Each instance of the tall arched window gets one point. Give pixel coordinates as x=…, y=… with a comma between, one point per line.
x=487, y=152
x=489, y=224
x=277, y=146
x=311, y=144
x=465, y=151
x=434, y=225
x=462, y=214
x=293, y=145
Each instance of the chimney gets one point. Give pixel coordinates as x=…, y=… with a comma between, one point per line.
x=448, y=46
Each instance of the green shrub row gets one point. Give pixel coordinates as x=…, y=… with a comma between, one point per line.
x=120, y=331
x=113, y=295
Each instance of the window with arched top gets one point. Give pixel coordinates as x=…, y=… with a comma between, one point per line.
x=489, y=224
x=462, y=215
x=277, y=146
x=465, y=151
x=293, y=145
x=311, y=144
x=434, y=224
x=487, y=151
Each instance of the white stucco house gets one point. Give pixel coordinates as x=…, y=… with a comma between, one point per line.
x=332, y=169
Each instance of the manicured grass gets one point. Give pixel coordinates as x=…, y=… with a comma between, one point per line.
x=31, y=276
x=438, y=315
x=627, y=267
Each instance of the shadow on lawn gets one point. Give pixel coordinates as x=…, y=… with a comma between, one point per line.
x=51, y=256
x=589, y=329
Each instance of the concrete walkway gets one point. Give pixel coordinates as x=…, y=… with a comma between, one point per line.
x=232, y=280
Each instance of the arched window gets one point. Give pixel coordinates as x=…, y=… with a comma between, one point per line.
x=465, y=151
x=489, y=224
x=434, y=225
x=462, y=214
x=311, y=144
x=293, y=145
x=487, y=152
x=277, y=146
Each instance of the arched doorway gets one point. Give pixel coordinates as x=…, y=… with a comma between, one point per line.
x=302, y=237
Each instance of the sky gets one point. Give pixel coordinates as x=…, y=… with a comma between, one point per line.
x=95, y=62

######

INSTRUCTIONS FOR THE TASK: Render every line of the records above as a Markdown table with the columns No. and Line, numbering the rows in order and leaving out any blank lines.

TASK SOLUTION:
| No. | Line |
|---|---|
| 1 | Each instance of the tall arched window gets one point. Give pixel coordinates as x=…, y=… with a comma between, one point per line. |
| 2 | x=487, y=152 |
| 3 | x=489, y=224 |
| 4 | x=277, y=146 |
| 5 | x=311, y=144 |
| 6 | x=465, y=151 |
| 7 | x=434, y=225 |
| 8 | x=462, y=214 |
| 9 | x=293, y=145 |
| 10 | Each instance of the chimney gets one point. Give pixel coordinates as x=…, y=… with a comma between, one point per line. |
| 11 | x=448, y=46 |
| 12 | Each instance of the green shrub row gets one point. Give pixel coordinates as x=…, y=… with a comma between, one point per line. |
| 13 | x=120, y=331 |
| 14 | x=113, y=295 |
| 15 | Each instance of the window with arched top gets one point. Give pixel coordinates as x=…, y=… with a comma between, one point per line. |
| 16 | x=489, y=224 |
| 17 | x=462, y=215 |
| 18 | x=277, y=146 |
| 19 | x=465, y=151 |
| 20 | x=293, y=145 |
| 21 | x=311, y=144 |
| 22 | x=434, y=224 |
| 23 | x=487, y=151 |
| 24 | Each instance of the white stucco house gets one point. Give pixel coordinates as x=…, y=… with a comma between, one point per line. |
| 25 | x=332, y=169 |
| 26 | Each instance of the manicured grass gets one point. Give pixel coordinates as x=…, y=… with a comma between, one point per line. |
| 27 | x=31, y=276 |
| 28 | x=438, y=315 |
| 29 | x=627, y=267 |
| 30 | Each instance of the shadow on lawn gets one point. Give pixel coordinates as x=…, y=… with a comma between, one point per line. |
| 31 | x=51, y=256 |
| 32 | x=589, y=329 |
| 33 | Each instance of the concrete walkway gets one point. Give pixel coordinates as x=…, y=… with a comma between, one point per line. |
| 34 | x=232, y=280 |
| 35 | Each instance of the arched window gets one point. Give pixel coordinates as x=…, y=… with a comma between, one point per line. |
| 36 | x=465, y=151 |
| 37 | x=489, y=224 |
| 38 | x=434, y=225 |
| 39 | x=462, y=214 |
| 40 | x=311, y=144 |
| 41 | x=293, y=145 |
| 42 | x=487, y=152 |
| 43 | x=277, y=146 |
| 44 | Each instance of the arched doorway gets one point. Give pixel coordinates as x=…, y=… with a comma between, one point per line. |
| 45 | x=302, y=237 |
| 46 | Each instance of the sky gets one point. Give pixel coordinates as x=…, y=… with a comma between, one point per line. |
| 47 | x=95, y=62 |